--- PROVIDED INFORMATION ---
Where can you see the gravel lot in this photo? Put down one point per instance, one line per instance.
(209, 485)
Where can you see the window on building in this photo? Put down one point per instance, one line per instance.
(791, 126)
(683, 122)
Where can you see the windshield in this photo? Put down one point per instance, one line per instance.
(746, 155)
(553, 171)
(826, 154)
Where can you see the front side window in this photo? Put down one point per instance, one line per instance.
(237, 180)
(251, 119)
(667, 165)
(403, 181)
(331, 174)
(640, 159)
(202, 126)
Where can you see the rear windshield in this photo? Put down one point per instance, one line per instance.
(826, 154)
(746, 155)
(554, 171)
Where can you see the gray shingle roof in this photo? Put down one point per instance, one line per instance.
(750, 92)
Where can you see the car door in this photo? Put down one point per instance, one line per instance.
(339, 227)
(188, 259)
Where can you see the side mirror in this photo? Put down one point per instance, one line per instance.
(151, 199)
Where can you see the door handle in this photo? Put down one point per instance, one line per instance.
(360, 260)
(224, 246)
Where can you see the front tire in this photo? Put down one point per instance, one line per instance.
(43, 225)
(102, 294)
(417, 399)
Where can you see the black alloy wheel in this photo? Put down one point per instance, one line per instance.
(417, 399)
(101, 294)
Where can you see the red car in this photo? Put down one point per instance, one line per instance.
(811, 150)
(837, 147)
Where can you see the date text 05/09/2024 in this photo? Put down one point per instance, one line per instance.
...
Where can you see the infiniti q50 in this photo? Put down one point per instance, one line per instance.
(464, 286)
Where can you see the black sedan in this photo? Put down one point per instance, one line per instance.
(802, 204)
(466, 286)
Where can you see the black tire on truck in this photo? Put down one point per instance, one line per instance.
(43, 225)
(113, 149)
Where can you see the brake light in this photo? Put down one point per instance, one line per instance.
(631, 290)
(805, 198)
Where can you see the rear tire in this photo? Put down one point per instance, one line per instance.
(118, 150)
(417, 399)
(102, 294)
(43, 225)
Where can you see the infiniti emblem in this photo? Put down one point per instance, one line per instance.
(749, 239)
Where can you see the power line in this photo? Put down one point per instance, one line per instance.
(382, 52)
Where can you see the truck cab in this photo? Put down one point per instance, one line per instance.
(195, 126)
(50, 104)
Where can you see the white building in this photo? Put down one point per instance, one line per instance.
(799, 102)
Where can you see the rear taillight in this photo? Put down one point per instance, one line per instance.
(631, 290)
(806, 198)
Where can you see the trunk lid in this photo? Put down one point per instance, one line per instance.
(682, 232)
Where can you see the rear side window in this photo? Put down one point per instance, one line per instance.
...
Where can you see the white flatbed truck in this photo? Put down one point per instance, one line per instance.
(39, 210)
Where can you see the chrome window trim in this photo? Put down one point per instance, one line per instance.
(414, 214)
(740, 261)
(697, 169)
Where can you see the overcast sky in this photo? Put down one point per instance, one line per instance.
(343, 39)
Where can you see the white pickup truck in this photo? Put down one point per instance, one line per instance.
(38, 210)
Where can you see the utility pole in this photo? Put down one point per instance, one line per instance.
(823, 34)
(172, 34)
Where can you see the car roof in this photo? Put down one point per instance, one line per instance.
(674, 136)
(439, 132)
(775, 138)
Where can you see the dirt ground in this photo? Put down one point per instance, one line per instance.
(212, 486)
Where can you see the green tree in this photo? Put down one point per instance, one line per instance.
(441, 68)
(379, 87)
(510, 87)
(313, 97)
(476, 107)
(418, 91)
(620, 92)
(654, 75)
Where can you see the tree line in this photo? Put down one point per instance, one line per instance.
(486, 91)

--- EXERCISE GOAL ---
Out of the data above, give again only the lines starting at the one holding "Where can you see the trunk" and ending at the one holding "Where can you see the rear side", unchanged.

--- SOLUTION TO THE PROBLEM ---
Where can you see the trunk lid in this photo? Put down one point per instance, one line per instance.
(682, 232)
Where can you see the rear side window in this photo? Put down one point per instance, one line per instance.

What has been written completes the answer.